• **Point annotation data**
━━━━━━━━━━━━━━━━━━━━━━━━━━━━━━

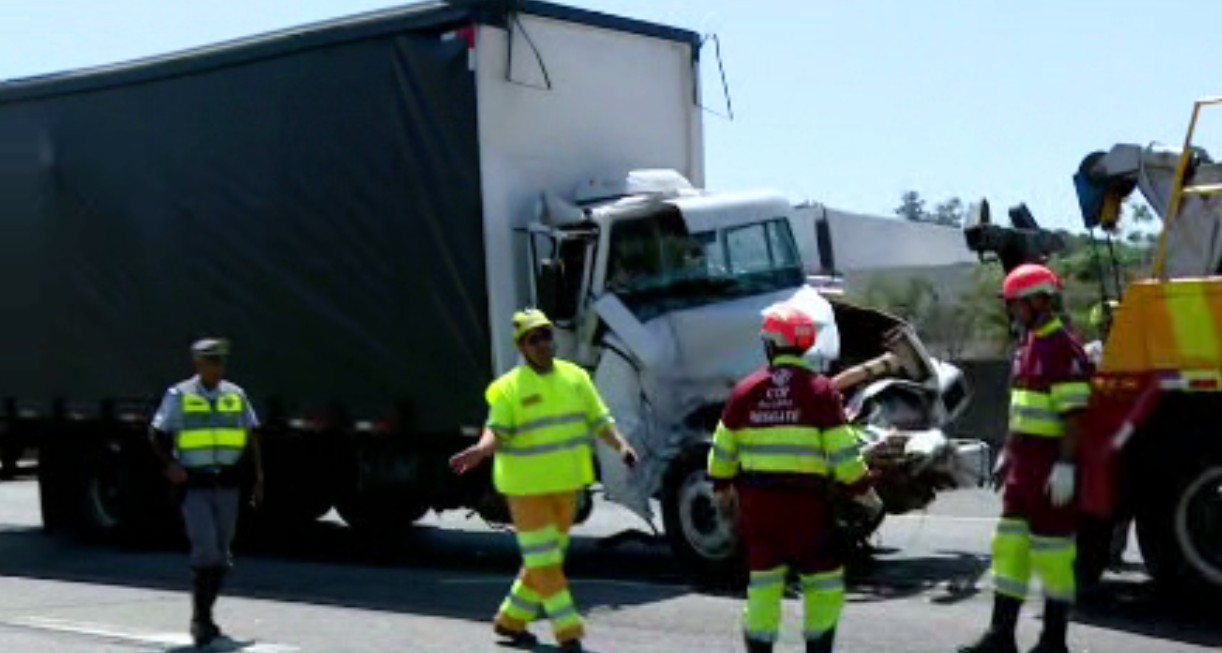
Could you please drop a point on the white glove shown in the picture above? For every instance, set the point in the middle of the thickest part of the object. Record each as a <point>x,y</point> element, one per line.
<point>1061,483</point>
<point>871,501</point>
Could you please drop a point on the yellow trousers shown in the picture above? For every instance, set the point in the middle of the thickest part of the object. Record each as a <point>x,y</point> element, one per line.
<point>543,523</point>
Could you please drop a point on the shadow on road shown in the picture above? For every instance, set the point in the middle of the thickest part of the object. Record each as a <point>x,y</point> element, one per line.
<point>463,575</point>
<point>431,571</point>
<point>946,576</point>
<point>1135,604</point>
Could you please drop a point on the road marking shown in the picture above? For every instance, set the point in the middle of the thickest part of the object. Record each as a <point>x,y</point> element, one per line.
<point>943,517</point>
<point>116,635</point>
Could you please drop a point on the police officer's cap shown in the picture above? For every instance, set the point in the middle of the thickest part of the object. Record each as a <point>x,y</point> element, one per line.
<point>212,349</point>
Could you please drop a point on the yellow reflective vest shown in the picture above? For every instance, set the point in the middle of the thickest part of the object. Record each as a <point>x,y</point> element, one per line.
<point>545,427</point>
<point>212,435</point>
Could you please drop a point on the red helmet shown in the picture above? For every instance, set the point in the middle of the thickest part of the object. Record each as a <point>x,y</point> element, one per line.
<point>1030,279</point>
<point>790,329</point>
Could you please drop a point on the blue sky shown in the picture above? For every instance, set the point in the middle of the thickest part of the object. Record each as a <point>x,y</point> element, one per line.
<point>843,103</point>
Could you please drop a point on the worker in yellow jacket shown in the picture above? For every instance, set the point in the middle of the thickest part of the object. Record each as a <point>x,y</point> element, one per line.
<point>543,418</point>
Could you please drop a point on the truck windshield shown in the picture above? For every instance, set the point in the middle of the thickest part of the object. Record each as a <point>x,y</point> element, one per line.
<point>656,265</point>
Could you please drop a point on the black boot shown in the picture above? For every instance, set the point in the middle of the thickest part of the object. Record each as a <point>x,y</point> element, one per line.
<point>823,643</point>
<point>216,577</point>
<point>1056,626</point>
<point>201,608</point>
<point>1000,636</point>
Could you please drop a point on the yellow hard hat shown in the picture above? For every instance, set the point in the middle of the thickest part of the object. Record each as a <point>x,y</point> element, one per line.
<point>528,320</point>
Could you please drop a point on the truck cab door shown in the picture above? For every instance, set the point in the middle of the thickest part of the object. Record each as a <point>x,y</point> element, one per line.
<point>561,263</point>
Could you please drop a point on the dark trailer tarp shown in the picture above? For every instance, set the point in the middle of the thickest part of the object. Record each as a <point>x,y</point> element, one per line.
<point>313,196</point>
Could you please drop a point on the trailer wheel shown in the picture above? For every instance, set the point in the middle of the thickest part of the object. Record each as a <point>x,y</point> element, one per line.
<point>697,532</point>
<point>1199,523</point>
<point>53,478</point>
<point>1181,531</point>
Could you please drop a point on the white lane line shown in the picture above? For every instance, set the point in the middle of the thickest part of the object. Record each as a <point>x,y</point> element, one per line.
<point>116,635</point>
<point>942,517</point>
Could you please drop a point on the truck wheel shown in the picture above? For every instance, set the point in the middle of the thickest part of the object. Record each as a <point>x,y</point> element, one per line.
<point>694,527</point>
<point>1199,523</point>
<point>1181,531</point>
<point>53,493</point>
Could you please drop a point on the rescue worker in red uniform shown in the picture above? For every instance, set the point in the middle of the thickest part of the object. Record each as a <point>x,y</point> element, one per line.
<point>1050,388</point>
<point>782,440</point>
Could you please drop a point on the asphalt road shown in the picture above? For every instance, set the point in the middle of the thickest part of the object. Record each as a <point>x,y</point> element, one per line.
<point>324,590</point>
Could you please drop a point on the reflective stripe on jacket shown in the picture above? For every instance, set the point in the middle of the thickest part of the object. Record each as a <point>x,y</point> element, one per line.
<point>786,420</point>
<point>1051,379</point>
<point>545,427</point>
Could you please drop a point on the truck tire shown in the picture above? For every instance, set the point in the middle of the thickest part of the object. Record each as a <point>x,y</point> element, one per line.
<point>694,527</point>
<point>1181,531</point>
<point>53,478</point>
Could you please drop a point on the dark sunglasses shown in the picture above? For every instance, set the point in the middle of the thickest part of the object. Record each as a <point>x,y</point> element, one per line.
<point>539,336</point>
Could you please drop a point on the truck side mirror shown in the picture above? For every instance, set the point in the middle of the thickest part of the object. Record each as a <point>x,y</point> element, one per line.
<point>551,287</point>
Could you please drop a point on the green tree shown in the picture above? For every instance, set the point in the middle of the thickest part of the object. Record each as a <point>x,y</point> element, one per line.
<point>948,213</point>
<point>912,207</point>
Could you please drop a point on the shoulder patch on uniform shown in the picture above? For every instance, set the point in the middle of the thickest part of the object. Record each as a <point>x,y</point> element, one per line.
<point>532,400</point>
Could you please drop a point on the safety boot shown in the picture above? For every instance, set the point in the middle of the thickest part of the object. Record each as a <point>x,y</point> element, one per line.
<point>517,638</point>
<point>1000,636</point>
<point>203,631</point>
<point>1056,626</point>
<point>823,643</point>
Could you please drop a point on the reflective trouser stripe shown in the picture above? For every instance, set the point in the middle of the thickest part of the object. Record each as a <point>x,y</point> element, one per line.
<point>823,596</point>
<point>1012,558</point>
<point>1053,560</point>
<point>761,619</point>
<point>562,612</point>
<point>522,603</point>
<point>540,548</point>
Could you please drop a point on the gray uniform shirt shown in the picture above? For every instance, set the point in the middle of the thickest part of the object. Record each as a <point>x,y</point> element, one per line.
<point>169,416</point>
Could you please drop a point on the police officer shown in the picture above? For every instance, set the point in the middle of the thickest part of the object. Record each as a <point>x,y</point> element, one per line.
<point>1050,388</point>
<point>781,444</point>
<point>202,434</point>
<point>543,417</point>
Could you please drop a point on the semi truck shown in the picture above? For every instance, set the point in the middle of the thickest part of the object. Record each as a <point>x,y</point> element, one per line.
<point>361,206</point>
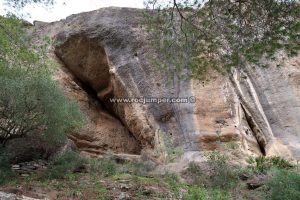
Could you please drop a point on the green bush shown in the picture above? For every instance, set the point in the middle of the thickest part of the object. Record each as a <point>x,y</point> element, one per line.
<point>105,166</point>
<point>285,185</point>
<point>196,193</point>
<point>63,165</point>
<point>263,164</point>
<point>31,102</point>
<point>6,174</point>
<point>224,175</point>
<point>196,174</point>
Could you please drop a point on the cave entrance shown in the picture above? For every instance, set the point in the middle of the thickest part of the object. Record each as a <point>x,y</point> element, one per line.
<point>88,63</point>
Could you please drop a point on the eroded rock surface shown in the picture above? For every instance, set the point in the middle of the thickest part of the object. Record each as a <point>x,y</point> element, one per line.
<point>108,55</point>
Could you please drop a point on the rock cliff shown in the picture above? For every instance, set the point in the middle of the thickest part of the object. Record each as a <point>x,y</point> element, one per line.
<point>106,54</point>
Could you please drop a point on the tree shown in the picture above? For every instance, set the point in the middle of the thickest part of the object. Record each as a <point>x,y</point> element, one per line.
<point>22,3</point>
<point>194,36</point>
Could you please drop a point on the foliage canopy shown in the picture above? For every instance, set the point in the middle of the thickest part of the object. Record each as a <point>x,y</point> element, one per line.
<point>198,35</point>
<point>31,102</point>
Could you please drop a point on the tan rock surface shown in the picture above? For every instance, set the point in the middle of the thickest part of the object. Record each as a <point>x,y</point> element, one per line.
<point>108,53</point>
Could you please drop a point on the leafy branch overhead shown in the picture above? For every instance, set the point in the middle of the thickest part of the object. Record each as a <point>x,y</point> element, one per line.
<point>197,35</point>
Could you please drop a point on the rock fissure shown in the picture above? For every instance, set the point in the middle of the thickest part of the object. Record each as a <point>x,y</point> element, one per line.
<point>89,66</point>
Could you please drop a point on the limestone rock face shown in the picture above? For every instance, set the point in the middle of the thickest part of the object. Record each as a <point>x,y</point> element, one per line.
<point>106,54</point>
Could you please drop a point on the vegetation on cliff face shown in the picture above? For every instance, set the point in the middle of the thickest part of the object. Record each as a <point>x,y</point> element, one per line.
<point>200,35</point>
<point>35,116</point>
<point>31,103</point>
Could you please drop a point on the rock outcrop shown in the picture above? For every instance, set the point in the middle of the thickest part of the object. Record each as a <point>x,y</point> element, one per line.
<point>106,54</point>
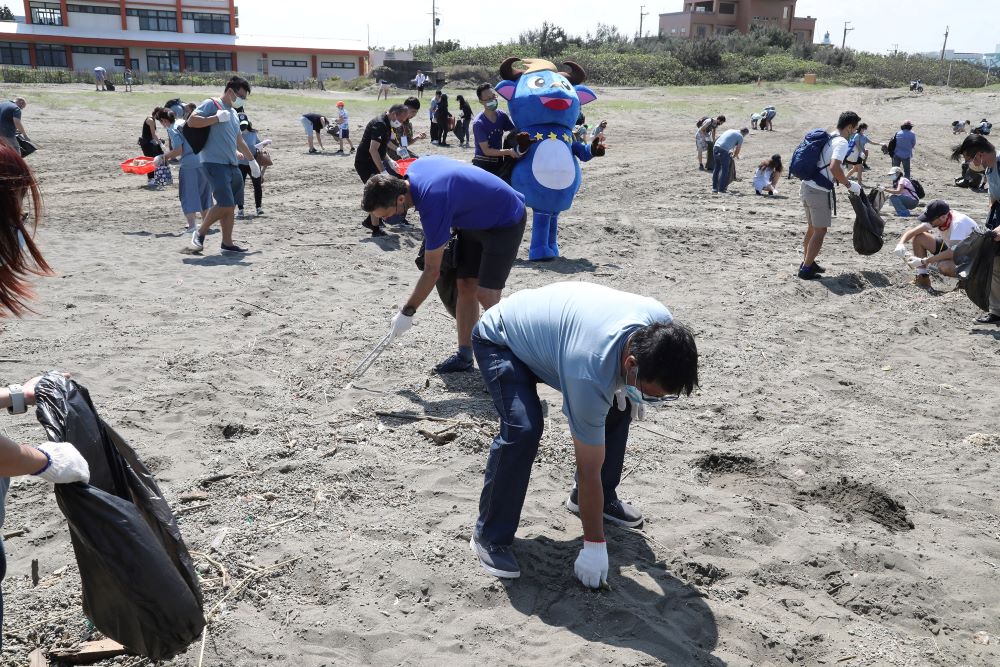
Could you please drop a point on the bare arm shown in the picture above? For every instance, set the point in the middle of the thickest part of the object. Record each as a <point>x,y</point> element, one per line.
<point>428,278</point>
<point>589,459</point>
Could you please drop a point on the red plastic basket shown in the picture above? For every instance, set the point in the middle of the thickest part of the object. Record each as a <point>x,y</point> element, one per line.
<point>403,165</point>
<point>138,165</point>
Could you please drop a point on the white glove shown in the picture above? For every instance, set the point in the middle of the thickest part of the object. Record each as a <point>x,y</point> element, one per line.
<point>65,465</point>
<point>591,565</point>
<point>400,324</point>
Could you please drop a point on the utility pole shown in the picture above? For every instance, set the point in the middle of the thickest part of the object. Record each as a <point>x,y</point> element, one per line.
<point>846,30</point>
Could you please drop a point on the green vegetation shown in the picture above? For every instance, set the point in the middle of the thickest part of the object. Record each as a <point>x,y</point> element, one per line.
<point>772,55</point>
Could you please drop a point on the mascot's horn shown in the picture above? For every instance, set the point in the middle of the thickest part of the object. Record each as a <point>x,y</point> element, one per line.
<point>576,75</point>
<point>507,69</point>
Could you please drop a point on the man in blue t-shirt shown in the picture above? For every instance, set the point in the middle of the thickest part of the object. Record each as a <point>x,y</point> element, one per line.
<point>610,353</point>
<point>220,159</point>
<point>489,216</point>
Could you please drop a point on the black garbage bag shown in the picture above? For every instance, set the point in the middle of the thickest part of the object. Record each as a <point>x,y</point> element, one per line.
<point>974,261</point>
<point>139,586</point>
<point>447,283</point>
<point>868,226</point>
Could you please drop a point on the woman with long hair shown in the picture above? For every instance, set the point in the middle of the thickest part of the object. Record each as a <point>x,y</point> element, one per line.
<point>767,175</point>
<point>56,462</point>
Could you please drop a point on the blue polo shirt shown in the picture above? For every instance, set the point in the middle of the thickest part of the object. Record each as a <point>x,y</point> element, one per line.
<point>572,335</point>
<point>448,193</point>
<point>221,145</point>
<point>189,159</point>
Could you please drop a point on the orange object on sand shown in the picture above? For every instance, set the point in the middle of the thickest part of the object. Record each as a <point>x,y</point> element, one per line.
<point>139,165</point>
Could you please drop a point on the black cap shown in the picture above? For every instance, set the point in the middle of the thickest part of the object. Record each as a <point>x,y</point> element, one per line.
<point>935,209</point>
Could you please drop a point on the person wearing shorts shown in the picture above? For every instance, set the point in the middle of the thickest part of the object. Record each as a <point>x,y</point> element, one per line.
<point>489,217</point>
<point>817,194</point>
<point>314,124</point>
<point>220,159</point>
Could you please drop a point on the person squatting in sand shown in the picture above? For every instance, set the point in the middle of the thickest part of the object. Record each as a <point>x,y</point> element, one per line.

━━━━━━━━━━━━━━━━━━━━━━━━━━━━━━

• **Goal**
Reproduce the data above, starting with the line that contains "Could you please drop a point on the police officer's" and going on through the line that contains "<point>212,349</point>", including both of those lines. Keep the request text unchanged, and multiply every point coordinate in the answers by 1.85, rounding to whole numbers with halves rounded up.

• **Answer to this exercise**
Could you please drop a point on the police officer's cap shown in the picture above? For every instance, set the point in the middle of the thickest part of the object. Record each as a <point>x,y</point> element, one per line.
<point>392,646</point>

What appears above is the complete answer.